GOAL OF THE EXERCISE:
Return exactly the span of lines that opens with the line containing "Put one marker on each instance of the white shorts" and closes with the last line of the data, inclusive.

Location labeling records

+ + +

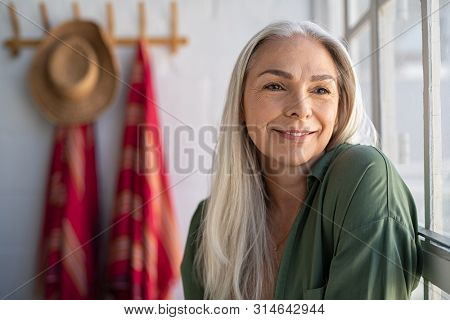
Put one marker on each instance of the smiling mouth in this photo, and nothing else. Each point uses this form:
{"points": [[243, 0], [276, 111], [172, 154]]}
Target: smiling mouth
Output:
{"points": [[296, 135]]}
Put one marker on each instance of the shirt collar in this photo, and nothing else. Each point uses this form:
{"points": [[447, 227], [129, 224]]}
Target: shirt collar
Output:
{"points": [[320, 167]]}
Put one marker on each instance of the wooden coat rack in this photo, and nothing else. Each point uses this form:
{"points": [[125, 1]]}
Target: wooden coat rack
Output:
{"points": [[173, 41]]}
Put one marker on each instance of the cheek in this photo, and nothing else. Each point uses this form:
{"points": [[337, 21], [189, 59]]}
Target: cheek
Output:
{"points": [[258, 113], [327, 115]]}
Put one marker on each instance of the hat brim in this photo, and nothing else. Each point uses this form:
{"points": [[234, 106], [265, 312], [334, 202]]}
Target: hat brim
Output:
{"points": [[55, 107]]}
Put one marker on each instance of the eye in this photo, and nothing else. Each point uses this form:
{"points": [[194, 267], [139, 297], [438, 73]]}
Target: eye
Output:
{"points": [[273, 87], [321, 90]]}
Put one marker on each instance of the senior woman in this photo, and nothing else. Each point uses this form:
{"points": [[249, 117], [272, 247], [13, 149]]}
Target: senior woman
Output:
{"points": [[303, 205]]}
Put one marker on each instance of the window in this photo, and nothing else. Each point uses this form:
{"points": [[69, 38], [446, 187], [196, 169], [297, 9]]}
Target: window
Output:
{"points": [[401, 51]]}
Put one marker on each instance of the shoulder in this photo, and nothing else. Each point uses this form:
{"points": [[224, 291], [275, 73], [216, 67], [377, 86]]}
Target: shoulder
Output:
{"points": [[353, 166], [368, 189], [357, 159]]}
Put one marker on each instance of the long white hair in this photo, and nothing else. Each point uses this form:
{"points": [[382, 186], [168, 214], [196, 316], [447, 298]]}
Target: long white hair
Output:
{"points": [[234, 257]]}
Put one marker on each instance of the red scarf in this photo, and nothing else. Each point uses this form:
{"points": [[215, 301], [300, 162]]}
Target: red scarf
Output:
{"points": [[144, 257], [71, 213]]}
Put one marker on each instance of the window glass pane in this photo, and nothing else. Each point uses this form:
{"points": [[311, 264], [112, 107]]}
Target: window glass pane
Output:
{"points": [[402, 94], [356, 9], [444, 16]]}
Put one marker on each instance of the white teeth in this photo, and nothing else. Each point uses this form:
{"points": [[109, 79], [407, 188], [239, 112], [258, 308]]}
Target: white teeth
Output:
{"points": [[296, 134]]}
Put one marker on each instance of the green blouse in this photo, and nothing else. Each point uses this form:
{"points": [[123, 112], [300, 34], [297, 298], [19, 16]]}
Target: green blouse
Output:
{"points": [[356, 237]]}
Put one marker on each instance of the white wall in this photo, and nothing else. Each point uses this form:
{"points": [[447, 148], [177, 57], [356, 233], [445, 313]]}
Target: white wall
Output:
{"points": [[190, 86]]}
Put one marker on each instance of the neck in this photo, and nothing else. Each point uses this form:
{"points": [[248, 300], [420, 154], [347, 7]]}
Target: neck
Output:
{"points": [[286, 189]]}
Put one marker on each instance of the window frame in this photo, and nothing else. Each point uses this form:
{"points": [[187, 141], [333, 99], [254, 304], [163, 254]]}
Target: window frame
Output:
{"points": [[436, 246]]}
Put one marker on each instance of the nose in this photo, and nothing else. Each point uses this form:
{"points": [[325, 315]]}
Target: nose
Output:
{"points": [[299, 106]]}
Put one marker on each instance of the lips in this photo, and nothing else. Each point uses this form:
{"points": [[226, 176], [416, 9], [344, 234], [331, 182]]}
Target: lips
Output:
{"points": [[297, 135]]}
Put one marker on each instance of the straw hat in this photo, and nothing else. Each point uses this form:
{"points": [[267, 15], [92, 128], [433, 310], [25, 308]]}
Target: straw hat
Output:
{"points": [[73, 73]]}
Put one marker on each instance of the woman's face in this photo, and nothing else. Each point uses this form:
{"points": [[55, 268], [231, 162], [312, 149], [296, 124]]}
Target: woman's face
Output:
{"points": [[291, 100]]}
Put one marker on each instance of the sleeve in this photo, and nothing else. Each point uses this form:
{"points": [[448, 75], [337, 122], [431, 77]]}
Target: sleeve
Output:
{"points": [[191, 285], [377, 253], [377, 261]]}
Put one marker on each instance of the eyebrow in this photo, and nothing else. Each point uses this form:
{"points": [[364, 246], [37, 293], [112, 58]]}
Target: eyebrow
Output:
{"points": [[287, 75]]}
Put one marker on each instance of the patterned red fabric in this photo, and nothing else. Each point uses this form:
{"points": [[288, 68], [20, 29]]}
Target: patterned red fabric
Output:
{"points": [[144, 256], [71, 211]]}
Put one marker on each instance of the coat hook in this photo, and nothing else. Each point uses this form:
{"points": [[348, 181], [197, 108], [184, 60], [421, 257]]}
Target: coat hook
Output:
{"points": [[44, 16], [14, 44], [76, 10], [141, 20], [110, 19]]}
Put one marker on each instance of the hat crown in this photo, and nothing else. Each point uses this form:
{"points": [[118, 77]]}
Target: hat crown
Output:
{"points": [[73, 68]]}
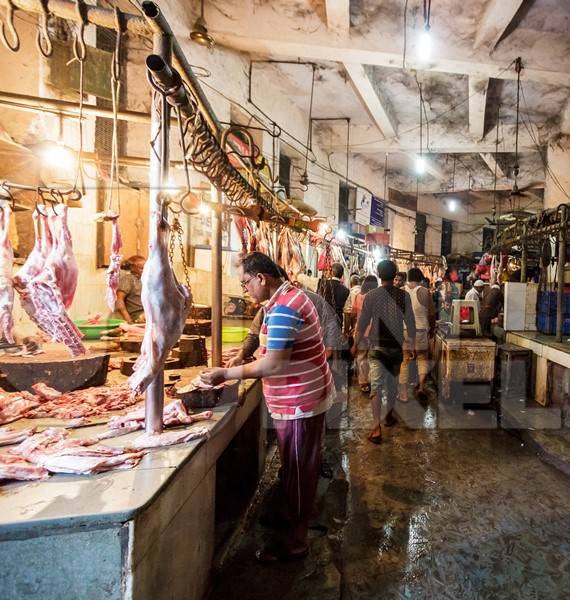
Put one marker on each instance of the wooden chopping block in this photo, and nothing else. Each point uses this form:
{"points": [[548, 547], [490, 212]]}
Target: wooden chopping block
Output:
{"points": [[129, 362], [56, 369], [202, 311]]}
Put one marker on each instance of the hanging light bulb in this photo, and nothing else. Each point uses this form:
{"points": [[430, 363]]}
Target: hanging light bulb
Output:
{"points": [[420, 165], [199, 33]]}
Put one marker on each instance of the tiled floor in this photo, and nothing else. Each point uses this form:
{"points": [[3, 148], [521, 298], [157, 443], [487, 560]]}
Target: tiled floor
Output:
{"points": [[431, 513]]}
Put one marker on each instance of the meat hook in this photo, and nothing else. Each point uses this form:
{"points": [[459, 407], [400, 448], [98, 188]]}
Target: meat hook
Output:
{"points": [[79, 47], [14, 45], [43, 32]]}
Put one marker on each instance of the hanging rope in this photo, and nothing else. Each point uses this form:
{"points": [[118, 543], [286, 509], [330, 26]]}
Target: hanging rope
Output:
{"points": [[115, 98]]}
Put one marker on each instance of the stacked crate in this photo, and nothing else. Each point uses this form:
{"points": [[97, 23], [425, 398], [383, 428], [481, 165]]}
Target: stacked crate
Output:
{"points": [[546, 315]]}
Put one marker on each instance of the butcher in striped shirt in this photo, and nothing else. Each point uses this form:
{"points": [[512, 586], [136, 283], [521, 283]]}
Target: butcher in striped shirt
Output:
{"points": [[298, 390]]}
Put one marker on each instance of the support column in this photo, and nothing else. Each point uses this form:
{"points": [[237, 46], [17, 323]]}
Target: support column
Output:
{"points": [[158, 173], [217, 280]]}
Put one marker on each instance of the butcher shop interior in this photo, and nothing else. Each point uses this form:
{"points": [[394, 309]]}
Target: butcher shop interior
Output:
{"points": [[284, 299]]}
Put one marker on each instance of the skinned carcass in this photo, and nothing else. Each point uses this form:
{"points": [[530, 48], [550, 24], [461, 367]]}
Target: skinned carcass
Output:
{"points": [[114, 270], [61, 258], [6, 284], [166, 304], [40, 295]]}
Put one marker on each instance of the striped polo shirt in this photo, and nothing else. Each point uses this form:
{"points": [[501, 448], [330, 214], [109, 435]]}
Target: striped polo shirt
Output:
{"points": [[307, 388]]}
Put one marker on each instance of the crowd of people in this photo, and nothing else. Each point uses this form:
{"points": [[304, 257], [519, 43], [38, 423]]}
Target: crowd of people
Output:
{"points": [[306, 342]]}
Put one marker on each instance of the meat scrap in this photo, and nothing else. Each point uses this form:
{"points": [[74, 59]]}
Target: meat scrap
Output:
{"points": [[6, 285], [19, 469], [91, 402], [9, 435], [174, 414], [169, 438], [45, 392], [14, 405], [114, 270], [53, 450], [166, 304]]}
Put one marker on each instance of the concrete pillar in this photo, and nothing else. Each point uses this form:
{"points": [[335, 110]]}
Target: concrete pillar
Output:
{"points": [[558, 157]]}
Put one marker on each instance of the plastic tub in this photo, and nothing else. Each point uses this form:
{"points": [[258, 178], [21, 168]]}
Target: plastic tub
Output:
{"points": [[93, 332], [234, 334]]}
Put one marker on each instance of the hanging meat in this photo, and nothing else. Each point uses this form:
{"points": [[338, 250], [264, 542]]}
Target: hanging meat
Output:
{"points": [[6, 285], [166, 304], [290, 254], [40, 294], [61, 258], [114, 270]]}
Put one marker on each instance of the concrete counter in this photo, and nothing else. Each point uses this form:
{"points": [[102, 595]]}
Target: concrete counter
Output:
{"points": [[143, 533]]}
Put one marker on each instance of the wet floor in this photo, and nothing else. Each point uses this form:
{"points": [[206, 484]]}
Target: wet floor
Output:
{"points": [[434, 512]]}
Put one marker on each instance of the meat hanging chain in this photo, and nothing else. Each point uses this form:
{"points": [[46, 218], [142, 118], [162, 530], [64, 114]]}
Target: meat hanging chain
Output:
{"points": [[166, 304], [6, 284]]}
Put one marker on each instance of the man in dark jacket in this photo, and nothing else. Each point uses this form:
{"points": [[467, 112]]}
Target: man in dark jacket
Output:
{"points": [[385, 311], [334, 291]]}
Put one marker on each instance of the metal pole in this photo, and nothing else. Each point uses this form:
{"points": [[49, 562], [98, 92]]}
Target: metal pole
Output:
{"points": [[217, 282], [158, 173], [523, 256], [560, 275]]}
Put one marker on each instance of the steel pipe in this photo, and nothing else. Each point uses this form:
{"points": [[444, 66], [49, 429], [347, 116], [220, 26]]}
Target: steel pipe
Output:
{"points": [[560, 274], [158, 173]]}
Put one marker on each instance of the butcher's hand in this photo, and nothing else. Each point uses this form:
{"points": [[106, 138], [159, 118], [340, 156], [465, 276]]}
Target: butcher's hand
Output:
{"points": [[236, 361], [213, 376]]}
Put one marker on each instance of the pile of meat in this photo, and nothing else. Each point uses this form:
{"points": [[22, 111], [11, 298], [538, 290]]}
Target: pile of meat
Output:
{"points": [[47, 402], [81, 403], [174, 415], [47, 281], [15, 405], [54, 451]]}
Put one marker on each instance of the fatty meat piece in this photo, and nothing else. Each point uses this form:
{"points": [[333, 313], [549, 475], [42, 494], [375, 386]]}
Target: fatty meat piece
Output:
{"points": [[166, 306], [114, 270], [169, 438], [6, 284], [19, 469], [9, 435]]}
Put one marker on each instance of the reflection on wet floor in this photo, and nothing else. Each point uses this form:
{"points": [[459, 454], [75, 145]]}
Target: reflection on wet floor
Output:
{"points": [[431, 513]]}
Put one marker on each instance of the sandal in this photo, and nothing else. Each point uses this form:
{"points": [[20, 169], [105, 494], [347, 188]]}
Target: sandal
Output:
{"points": [[277, 552]]}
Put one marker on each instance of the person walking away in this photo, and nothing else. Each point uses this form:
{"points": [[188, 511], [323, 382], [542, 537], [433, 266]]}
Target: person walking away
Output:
{"points": [[298, 389], [385, 311], [369, 283], [334, 291], [424, 315], [355, 288], [476, 292], [400, 279]]}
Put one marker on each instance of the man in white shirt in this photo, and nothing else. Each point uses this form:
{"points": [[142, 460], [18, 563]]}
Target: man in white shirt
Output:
{"points": [[476, 292]]}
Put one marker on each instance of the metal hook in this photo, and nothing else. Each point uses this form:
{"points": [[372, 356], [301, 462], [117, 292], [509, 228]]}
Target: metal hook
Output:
{"points": [[13, 46], [79, 47], [43, 32]]}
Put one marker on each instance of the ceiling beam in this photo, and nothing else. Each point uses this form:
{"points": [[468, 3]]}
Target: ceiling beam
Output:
{"points": [[490, 161], [495, 19], [350, 52], [338, 16], [478, 88], [367, 94]]}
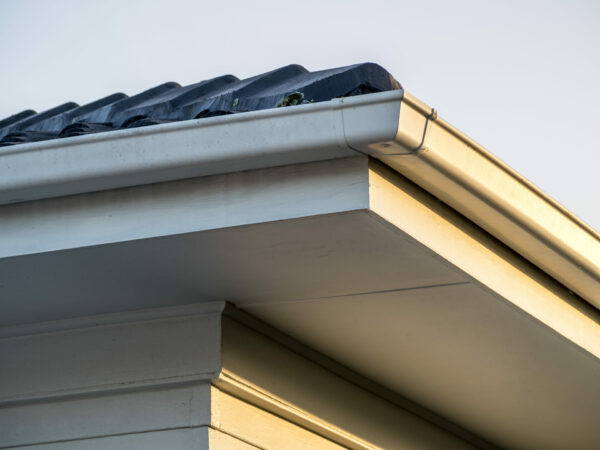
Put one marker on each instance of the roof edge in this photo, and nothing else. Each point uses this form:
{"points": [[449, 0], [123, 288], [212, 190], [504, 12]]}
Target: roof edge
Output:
{"points": [[460, 172]]}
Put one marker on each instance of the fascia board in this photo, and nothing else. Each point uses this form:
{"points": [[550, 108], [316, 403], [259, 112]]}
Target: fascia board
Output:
{"points": [[458, 171], [393, 127], [175, 151]]}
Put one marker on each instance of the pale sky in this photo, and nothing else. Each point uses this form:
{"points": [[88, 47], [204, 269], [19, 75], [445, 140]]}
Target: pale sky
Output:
{"points": [[522, 78]]}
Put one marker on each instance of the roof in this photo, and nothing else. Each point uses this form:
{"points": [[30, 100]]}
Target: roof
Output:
{"points": [[171, 102]]}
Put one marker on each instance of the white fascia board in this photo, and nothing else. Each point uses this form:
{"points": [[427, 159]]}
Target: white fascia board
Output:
{"points": [[172, 151], [393, 127]]}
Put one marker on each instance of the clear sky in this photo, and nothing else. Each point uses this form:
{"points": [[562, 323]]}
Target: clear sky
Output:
{"points": [[522, 78]]}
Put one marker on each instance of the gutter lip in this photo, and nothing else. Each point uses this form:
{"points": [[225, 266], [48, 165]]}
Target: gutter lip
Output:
{"points": [[518, 177]]}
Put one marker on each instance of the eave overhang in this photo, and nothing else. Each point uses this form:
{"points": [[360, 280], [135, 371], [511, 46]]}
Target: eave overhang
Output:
{"points": [[393, 127], [282, 213]]}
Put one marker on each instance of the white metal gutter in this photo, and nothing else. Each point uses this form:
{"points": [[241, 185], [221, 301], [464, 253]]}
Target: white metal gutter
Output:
{"points": [[393, 127]]}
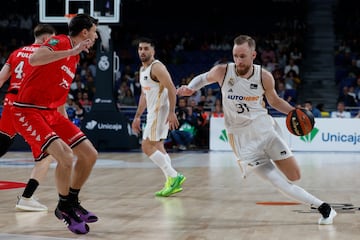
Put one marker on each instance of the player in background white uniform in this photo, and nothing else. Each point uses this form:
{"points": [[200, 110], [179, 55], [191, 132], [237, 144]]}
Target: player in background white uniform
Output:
{"points": [[158, 96], [253, 134]]}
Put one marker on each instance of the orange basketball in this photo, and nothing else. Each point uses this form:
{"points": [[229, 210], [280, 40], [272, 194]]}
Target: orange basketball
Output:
{"points": [[300, 121]]}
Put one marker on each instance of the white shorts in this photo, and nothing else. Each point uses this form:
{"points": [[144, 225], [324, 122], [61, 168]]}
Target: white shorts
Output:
{"points": [[157, 127], [257, 144]]}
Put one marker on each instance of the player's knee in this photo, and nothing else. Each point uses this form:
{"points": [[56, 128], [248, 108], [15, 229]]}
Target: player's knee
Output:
{"points": [[294, 176], [5, 143]]}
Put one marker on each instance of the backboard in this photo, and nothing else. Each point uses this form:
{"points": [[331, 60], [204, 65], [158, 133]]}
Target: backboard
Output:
{"points": [[59, 11]]}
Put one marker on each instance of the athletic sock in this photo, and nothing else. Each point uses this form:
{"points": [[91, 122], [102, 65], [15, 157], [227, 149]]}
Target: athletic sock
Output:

+ + +

RESULT:
Put one marker on each instance of the white shorts in this photo, and nothing else. Each point uses this form:
{"points": [[144, 225], [324, 122], [61, 168]]}
Target: white shorts
Output:
{"points": [[157, 127], [257, 144]]}
Put one marker on each instance of the player's knee in this photo, and nothing else. Each point uses this form:
{"points": [[56, 128], [248, 108], [15, 229]]}
Target: player's knee
Output:
{"points": [[294, 176], [5, 143]]}
Put one marker on each instance of the backboard in this photo, and nothing else. Each point uses this form:
{"points": [[331, 60], [204, 65], [158, 133]]}
Target: backboard
Output:
{"points": [[59, 11]]}
Put one marker on each instance of the athletic sock in this photo, and nothing else. Each point uses this form:
{"points": [[91, 122], [102, 65], [15, 157], [227, 149]]}
Target: athletic sock
Output:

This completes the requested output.